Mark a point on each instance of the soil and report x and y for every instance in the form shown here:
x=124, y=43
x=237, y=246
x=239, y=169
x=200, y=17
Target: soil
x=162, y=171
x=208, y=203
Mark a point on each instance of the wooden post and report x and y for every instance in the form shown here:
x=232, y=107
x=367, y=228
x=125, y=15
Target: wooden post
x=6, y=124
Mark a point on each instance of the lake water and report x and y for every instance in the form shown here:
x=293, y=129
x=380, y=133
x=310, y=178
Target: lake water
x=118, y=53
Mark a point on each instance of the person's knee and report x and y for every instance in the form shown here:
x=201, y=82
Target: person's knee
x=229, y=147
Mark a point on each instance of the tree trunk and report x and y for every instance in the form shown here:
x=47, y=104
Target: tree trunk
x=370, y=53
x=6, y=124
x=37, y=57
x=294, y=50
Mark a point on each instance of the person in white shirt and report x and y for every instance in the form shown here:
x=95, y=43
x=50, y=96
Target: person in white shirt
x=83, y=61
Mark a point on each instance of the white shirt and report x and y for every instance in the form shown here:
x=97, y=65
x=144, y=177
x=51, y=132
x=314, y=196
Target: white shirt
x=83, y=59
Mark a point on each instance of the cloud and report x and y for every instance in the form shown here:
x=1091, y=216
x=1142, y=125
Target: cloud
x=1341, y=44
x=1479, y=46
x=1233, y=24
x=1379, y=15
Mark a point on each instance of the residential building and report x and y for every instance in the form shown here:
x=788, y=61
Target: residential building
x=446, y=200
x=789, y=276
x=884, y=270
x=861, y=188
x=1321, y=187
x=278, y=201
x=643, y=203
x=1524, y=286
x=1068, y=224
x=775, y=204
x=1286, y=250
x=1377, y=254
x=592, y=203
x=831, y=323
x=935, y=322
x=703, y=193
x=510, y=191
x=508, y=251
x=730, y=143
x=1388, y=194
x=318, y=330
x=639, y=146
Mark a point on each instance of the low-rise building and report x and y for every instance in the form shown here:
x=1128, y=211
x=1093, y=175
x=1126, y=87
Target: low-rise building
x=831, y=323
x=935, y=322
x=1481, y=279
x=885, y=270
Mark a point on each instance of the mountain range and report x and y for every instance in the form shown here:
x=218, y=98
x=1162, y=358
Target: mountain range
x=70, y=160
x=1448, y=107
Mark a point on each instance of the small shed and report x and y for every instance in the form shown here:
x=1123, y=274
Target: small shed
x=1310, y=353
* * *
(EXERCISE INSTRUCTIONS) Take the line above containing "x=232, y=107", the line containing "x=788, y=61", and all lines in between, and copy them exactly without anything else.

(OUTPUT FOR THIS TASK)
x=232, y=107
x=367, y=228
x=125, y=15
Target: wooden post
x=6, y=124
Mark a point on each instance of the lake water and report x and y for every instance in the form shown here:
x=293, y=129
x=380, y=133
x=310, y=178
Target: lake water
x=118, y=53
Mark a point on each instance of the person's knee and report x and y for every instance in the form shown here:
x=201, y=82
Target: person's knee
x=229, y=147
Mark a point on each instance of the tree trunk and report x and y for every instance in the form shown here:
x=47, y=104
Target: tree trunk
x=370, y=53
x=6, y=124
x=37, y=57
x=294, y=50
Mark a point on each instance of the person in white shirt and report x and y for every instance in the form shown here:
x=95, y=43
x=50, y=96
Target: person in white shirt
x=83, y=61
Mark a point on each instance of the white shirt and report x and y for every instance in the form shown here:
x=97, y=65
x=144, y=177
x=51, y=132
x=314, y=196
Target: white shirt
x=83, y=59
Mark a point on each instance of the cloud and report x and y for every instance in the form shown here:
x=1091, y=216
x=1142, y=125
Target: cloud
x=1341, y=44
x=1479, y=46
x=1233, y=24
x=1379, y=15
Mark a point on each instance of the residential building and report x and y for every instance in the form shown here:
x=788, y=61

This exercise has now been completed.